#### Quoted text
TIP: Naming the CacheManager
If you employ more than one Ehcache configuration files, use the `name` attribute in the <ehcache> element to identify specific CacheManagers in the cluster. The Terracotta Developer Console provides a menu listing these names, allowing you to choose the CacheManager you want to view.

1.2.1a Terracotta Clustering Configuration Elements

Certain elements in the Ehcache configuration control the clustering of caches with Terracotta.

<terracotta>

This element is an optional sub-element of <cache>. It can be set differently for each <cache> defined in ehcache.xml .

<terracotta> has the following attributes:

clustered – Enables ("true" DEFAULT) or disables ("false") Terracotta clustering of a specific cache. Clustering is enabled if this attribute is not specified.
valueMode – Sets the type of cache to serialization (DEFAULT, the standard Ehcache "copy" cache) or identity (Terracotta object identity). Identity mode is not available with the express installation . Identity mode can be used only with a custom Terracotta installation (see Express Versus Custom Installations).
########
#### Record set
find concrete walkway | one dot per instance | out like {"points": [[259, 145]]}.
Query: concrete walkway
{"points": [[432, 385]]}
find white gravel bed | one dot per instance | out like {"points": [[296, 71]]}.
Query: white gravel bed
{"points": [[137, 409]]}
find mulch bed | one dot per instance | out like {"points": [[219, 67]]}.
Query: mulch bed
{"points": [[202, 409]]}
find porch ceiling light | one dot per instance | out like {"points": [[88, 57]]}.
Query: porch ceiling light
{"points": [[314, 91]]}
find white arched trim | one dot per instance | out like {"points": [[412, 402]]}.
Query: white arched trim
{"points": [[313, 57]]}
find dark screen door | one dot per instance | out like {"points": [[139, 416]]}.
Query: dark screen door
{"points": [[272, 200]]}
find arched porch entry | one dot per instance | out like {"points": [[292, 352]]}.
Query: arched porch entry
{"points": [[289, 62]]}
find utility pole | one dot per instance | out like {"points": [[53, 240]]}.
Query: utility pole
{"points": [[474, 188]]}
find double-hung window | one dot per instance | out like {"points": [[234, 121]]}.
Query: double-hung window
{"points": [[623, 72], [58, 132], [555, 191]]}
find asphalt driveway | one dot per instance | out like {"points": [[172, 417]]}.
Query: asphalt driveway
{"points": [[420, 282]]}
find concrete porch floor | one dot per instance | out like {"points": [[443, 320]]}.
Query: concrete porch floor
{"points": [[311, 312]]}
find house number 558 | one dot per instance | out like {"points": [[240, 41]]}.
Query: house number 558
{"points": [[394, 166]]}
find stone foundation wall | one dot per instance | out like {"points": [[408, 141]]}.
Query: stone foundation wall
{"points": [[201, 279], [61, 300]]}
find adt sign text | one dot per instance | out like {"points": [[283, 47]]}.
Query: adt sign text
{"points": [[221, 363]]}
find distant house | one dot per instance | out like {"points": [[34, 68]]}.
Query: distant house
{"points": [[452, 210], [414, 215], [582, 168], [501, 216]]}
########
Prompt A. According to the Ehcache configuration text, which installation does not support identity mode?
Prompt B. Return the words of the Ehcache configuration text from "1.2.1a Terracotta Clustering" up to and including "in ehcache.xml .".
Prompt C. List every element name in the Ehcache configuration text that is written inside angle brackets.

Worked solution A. The express installation.

Worked solution B.
1.2.1a Terracotta Clustering Configuration Elements

Certain elements in the Ehcache configuration control the clustering of caches with Terracotta.

<terracotta>

This element is an optional sub-element of <cache>. It can be set differently for each <cache> defined in ehcache.xml .

Worked solution C. <ehcache>, <terracotta>, <cache>